REQUIREMENT.
Please convert every line of the records below into a Markdown table with the columns Row and Line, numbering the lines in order and leaving out blank lines.

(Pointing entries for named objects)
_ _ _ _

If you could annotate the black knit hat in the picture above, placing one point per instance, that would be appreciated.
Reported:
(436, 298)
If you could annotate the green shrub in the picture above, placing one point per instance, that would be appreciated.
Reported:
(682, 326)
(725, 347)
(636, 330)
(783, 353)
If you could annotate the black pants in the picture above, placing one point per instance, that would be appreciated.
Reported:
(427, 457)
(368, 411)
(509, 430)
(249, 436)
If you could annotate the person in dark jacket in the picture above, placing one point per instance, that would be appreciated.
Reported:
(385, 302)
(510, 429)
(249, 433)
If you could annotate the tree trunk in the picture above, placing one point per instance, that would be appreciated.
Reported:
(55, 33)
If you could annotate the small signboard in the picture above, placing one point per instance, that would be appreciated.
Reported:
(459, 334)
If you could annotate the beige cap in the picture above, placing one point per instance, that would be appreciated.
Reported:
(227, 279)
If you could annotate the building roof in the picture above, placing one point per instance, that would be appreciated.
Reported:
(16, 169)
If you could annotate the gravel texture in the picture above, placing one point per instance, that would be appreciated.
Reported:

_ _ _ _

FULL RESPONSE.
| Row | Line |
|---|---|
| 1 | If you could annotate the black knit hat in the picture above, placing one point per instance, that would be appreciated. |
| 2 | Reported: |
| 3 | (436, 298) |
| 4 | If you could annotate the green shrub in the picture above, placing one point per instance, that would be appreciated. |
| 5 | Reported: |
| 6 | (682, 326) |
| 7 | (725, 347) |
| 8 | (636, 330) |
| 9 | (783, 353) |
| 10 | If you could annotate the black pants in the picture above, placing one point per instance, that would be appreciated. |
| 11 | Reported: |
| 12 | (427, 457) |
| 13 | (368, 411) |
| 14 | (509, 430) |
| 15 | (249, 436) |
| 16 | If you could annotate the person in dark jacket in the picture above, placing one point per instance, that would be appreciated. |
| 17 | Reported: |
| 18 | (385, 302) |
| 19 | (510, 429) |
| 20 | (249, 433) |
| 21 | If you could annotate the tree trunk in the picture above, placing one point per instance, that would be appreciated. |
| 22 | Reported: |
| 23 | (55, 33) |
| 24 | If you could annotate the small signboard in the picture above, placing one point per instance, that would be appreciated. |
| 25 | Reported: |
| 26 | (459, 334) |
| 27 | If you could annotate the beige cap in the picture above, placing one point per instance, that would be appreciated. |
| 28 | Reported: |
| 29 | (227, 279) |
| 30 | If you could annotate the building roof in the picture above, placing one point per instance, that would be appreciated. |
| 31 | Reported: |
| 32 | (16, 169) |
| 33 | If you could annotate the gravel texture in the picture above, placing one point per instance, that would be appreciated. |
| 34 | Reported: |